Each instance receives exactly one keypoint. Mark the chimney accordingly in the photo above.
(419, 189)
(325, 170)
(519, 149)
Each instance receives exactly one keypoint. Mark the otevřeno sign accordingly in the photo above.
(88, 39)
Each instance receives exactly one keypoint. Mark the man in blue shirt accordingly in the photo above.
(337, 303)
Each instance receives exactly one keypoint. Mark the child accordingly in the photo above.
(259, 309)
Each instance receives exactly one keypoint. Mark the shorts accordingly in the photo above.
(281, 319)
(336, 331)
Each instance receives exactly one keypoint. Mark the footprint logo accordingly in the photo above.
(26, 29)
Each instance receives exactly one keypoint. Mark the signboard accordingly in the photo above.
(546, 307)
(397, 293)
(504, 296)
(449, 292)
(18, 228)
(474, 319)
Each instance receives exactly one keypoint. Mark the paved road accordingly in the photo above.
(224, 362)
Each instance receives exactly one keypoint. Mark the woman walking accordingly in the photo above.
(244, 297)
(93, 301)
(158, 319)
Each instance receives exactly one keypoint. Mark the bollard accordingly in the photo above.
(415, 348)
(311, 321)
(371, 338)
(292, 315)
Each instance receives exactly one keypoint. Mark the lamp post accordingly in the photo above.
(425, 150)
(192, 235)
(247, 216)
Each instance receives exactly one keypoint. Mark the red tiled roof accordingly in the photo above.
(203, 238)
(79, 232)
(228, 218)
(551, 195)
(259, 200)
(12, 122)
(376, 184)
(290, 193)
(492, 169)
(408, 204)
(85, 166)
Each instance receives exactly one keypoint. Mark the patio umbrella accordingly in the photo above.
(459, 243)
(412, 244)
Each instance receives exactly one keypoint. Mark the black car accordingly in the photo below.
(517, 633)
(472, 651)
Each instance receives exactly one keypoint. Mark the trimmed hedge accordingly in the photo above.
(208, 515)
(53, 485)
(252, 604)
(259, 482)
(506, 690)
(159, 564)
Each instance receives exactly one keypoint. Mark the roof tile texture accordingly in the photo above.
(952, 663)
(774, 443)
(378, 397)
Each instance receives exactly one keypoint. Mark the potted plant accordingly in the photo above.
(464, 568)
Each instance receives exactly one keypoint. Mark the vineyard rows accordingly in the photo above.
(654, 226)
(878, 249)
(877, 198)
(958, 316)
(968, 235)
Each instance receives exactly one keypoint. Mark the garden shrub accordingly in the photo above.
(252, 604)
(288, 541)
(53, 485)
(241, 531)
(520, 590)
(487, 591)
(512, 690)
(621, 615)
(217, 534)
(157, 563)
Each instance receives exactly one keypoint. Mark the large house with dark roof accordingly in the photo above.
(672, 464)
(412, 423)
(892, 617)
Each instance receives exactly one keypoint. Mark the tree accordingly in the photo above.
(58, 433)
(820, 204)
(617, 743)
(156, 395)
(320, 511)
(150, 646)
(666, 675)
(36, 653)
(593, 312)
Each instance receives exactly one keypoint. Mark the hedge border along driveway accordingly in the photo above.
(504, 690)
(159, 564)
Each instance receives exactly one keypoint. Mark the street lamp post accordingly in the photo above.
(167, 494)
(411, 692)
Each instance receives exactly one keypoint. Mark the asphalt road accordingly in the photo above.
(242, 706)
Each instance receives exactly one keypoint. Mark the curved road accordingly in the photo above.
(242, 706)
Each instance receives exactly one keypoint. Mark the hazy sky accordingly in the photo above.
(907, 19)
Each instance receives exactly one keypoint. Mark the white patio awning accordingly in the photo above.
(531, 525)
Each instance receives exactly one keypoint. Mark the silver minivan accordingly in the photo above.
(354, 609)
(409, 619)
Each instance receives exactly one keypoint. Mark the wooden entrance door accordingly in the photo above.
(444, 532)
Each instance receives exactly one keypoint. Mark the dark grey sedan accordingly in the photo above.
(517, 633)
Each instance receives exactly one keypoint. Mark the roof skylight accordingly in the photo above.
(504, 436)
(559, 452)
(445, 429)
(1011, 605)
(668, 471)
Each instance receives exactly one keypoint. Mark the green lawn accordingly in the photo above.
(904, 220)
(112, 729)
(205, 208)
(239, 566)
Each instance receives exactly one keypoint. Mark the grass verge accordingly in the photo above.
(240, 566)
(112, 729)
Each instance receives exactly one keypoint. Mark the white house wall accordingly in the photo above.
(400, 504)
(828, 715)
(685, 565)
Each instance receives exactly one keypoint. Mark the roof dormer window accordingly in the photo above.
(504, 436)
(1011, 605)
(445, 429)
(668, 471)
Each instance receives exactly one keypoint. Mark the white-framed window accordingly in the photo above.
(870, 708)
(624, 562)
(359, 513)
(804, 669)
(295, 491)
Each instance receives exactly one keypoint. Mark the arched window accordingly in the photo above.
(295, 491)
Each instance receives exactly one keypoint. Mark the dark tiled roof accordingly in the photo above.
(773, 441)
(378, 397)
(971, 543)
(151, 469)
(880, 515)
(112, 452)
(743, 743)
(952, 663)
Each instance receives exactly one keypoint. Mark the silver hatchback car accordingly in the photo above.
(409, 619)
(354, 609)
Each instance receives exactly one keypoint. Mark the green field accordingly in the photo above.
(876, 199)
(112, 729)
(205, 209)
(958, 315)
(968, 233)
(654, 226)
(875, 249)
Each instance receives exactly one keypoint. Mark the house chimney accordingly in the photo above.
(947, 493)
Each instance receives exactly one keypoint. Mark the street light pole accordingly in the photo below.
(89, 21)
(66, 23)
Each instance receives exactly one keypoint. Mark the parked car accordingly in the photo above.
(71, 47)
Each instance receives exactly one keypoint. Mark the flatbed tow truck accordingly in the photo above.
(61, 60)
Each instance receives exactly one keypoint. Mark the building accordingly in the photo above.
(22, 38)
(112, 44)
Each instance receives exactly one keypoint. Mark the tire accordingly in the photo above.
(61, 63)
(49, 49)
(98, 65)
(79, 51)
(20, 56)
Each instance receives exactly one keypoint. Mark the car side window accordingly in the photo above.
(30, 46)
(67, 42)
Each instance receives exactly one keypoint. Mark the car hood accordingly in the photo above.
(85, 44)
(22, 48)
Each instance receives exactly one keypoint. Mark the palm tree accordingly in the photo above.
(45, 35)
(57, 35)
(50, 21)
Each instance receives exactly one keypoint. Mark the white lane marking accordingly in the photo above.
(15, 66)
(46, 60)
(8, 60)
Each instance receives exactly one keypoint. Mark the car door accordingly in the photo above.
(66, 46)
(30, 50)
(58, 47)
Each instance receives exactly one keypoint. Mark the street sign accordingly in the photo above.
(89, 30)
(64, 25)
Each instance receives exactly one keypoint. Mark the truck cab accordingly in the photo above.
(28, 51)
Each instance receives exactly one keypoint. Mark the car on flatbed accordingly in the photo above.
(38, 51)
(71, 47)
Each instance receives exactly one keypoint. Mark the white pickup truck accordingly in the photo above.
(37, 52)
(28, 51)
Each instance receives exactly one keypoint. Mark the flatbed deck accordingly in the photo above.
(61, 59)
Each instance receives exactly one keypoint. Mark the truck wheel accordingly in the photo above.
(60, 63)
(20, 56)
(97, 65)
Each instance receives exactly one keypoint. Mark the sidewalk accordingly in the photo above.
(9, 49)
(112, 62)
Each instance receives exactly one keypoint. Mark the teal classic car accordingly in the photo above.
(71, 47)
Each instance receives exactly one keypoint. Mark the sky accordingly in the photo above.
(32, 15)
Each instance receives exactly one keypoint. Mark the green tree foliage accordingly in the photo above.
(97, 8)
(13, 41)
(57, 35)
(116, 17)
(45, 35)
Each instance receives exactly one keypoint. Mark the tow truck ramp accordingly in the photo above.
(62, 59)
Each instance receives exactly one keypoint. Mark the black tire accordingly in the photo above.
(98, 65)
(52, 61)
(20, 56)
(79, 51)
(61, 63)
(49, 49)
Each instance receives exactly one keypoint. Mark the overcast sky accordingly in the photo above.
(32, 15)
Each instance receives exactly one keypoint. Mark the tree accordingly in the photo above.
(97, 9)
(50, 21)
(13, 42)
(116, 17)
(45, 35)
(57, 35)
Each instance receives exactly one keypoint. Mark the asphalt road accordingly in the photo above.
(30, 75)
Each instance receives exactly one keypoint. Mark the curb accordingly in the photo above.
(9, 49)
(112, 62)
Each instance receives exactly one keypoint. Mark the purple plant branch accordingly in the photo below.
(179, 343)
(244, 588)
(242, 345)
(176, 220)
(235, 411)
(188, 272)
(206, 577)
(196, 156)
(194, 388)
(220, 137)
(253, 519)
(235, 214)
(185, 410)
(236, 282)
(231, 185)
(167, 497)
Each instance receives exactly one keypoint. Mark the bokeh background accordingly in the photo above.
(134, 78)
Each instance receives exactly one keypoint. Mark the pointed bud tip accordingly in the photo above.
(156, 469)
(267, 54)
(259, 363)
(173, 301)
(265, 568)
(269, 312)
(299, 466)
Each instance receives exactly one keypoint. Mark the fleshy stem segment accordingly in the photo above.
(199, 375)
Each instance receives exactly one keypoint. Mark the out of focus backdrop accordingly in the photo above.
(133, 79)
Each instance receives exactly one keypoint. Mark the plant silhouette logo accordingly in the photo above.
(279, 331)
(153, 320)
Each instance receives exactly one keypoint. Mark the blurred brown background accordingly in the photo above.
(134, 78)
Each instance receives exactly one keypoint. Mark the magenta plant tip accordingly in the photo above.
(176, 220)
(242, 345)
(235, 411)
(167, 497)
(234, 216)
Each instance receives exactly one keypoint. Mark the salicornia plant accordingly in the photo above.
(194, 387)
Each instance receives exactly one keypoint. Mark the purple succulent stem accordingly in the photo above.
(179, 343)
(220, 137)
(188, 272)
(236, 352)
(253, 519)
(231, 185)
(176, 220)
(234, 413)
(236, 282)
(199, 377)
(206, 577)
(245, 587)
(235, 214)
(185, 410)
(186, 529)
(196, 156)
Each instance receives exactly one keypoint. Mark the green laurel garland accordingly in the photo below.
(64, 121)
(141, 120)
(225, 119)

The request:
Could you quote, exactly as they appear, the line containing "Each instance receives exactly one keypoint. Mark the salicornia" and every line after it to the end of the records above?

Output of the exercise:
Each instance receives exactly one keypoint. Mark the salicornia plant accordingly in the photo above.
(194, 387)
Each instance receives exactly one keypoint. Mark the purple succulent stem accordingly in the photo above.
(179, 343)
(220, 137)
(188, 272)
(236, 352)
(253, 519)
(231, 185)
(176, 220)
(234, 413)
(236, 282)
(199, 377)
(206, 577)
(245, 587)
(235, 214)
(185, 410)
(186, 529)
(196, 156)
Each instance receives exactly one keypoint. Mark the green laurel garland accordingly in the photo below.
(64, 121)
(141, 120)
(225, 119)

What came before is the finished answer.